Short problem 1:
Answer these from the Need for Speed Rivals review:
(a) What can players of the iOS or Android app send in to help or hinder their friends?
(b) At what frame rate is the PC version locked?
(c) Which version does the review rank right behind the PC version for looks?
Short problem 2:
Which platforms or operating systems does the Need for Speed Rivals review mention by name?
Short problem 3:
Write the next part of the Need for Speed Rivals review, picking up after its final sentence.
>> BEGIN Extracted text
If you download the Need for Speed app for iOS or Android you can send nitrous refills or helicopters in to help or hinder your friends, but the constant app crashes and failures to connect made this a real drag.

The truly criminal part about Rivals’ inability to bring people together is that it’s actually a great game. Conceptually, the career advancement makes sense and makes for an interesting struggle between two different-but-relatively-equal sides. The handling is great, allowing you to weave through traffic when necessary while also letting you just tap the brakes and make minor adjustments to touch off huge, glorious drifts around hairpin turns. It also looks nice, with a frame rate that might not be as smooth as you want out of a racing game, but at least it’s stable across PC and next-generation platforms. That said, the notion that the PC version is locked at 30 frames-per-second is especially ridiculous. Even still, considering its higher resolution options, it can be the best-looking version of the game, with the PlayStation 4 behind it. The Xbox One version is roughly on par, but parts of it look a little grimy when compared to the PS4 version. All versions have substantial load times when you enter or exit the world, which can happen pretty frequently, depending on how often you need to change cars, pick a new speedlist, or just escape the cops for a bit.
>> END Extracted text
>> BEGIN Dataset records
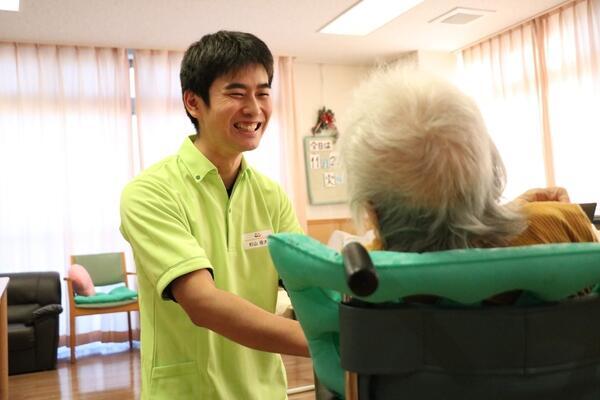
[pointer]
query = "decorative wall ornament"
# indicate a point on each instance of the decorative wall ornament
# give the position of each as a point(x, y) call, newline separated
point(325, 122)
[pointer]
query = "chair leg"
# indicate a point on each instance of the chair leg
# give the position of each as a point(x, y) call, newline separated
point(72, 337)
point(130, 333)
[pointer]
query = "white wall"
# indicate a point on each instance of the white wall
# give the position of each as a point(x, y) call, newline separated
point(319, 85)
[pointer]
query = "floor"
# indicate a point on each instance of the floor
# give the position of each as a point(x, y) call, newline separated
point(117, 376)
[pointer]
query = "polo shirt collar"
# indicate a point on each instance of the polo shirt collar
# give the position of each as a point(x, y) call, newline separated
point(197, 163)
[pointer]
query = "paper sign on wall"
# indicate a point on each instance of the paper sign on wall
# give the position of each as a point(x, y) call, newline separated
point(326, 180)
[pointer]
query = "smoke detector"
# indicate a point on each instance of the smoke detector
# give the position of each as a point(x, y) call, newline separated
>> END Dataset records
Expected output 1:
(a) Nitrous refills or helicopters.
(b) 30 frames-per-second.
(c) The PlayStation 4 version.

Expected output 2:
iOS, Android, PC, PlayStation 4, Xbox One

Expected output 3:
Rivals feels like it’s on the cusp of greatness. The pieces are all there–the handling is exciting, the soundtrack is solid, and the systems that surround the multiplayer help build meaningful battles between racer and cop. But with just six players driving around the entire world and no good way to pull those players together for some true multiplayer activities, those pieces go absolutely nowhere, leaving behind an empty world that might as well not even be online at all. It’s a real shame.